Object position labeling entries
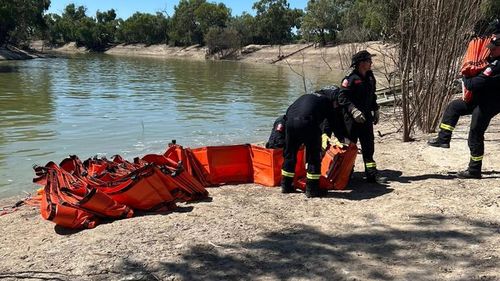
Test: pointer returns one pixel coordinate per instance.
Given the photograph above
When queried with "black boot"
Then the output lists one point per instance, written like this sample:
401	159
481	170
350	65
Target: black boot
287	185
437	142
313	190
467	174
373	176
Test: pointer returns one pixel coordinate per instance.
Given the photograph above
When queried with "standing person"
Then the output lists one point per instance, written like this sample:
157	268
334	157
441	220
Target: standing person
303	120
484	106
361	111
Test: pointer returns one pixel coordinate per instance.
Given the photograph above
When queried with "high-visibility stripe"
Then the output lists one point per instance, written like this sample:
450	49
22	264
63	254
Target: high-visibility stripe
447	127
371	165
287	174
313	176
477	158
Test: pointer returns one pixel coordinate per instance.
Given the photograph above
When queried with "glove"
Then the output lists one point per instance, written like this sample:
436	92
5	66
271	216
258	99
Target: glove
325	141
358	115
376	117
493	69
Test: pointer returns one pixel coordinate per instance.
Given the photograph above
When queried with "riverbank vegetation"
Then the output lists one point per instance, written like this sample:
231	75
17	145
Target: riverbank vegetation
423	62
208	23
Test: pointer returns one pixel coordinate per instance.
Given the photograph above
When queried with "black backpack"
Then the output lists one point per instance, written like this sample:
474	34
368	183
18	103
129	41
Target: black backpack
277	137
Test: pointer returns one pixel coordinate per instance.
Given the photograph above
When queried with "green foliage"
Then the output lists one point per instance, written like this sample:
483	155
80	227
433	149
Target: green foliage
322	20
222	41
20	18
144	28
245	26
275	20
369	19
209	15
75	26
185	30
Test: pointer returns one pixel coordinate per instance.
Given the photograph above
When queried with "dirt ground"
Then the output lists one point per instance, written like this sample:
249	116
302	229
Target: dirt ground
424	224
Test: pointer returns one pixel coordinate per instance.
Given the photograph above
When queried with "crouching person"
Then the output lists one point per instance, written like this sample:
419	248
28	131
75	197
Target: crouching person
303	120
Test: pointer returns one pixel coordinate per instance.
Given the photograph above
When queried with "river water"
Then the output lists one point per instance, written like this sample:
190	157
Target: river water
106	105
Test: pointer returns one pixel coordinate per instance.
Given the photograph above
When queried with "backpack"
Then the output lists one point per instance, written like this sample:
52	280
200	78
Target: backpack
277	137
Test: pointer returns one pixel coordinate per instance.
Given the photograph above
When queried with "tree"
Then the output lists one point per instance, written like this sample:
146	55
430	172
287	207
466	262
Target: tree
322	19
185	30
431	36
222	42
144	28
369	19
210	15
20	18
275	20
245	25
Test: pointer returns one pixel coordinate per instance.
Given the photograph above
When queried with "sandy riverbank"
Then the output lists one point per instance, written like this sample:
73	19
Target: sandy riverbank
423	225
307	55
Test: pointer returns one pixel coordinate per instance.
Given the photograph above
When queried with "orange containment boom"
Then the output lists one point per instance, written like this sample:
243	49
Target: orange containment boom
475	61
78	194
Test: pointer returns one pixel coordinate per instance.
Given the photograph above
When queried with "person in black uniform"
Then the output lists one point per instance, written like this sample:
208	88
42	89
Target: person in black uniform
485	104
361	111
303	120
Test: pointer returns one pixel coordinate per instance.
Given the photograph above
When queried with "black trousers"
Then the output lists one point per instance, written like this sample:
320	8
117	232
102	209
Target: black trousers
452	113
364	132
298	132
481	117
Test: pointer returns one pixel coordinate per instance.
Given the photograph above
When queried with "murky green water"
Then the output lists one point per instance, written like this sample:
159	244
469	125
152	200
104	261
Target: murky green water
104	105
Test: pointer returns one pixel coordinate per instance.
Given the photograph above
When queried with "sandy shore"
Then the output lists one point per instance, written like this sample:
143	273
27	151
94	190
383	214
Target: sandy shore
308	55
423	225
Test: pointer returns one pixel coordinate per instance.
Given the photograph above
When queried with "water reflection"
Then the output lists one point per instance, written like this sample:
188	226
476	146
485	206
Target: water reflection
99	104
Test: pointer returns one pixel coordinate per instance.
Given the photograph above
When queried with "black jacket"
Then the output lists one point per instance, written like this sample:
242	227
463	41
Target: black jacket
358	91
314	107
486	86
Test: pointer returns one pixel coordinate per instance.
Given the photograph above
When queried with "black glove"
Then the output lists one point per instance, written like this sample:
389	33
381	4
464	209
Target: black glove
376	117
493	69
358	115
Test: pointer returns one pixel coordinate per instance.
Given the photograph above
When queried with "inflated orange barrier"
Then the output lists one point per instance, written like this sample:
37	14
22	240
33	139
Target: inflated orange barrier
54	209
225	164
142	189
337	165
475	61
267	162
182	185
70	202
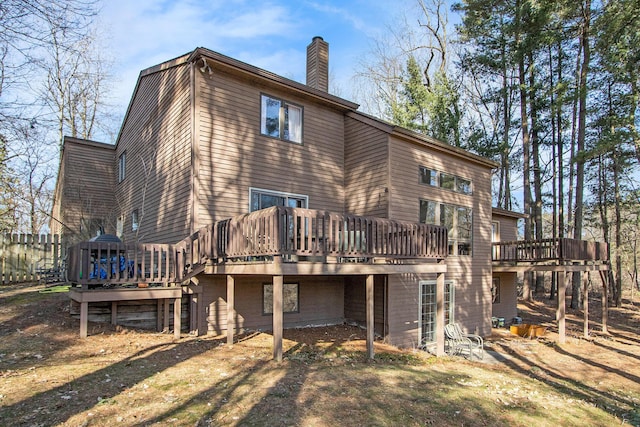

OBJECTIVE: How many lines in the records contain the word "person"? Reply with the number only.

THE SOLUTION: 6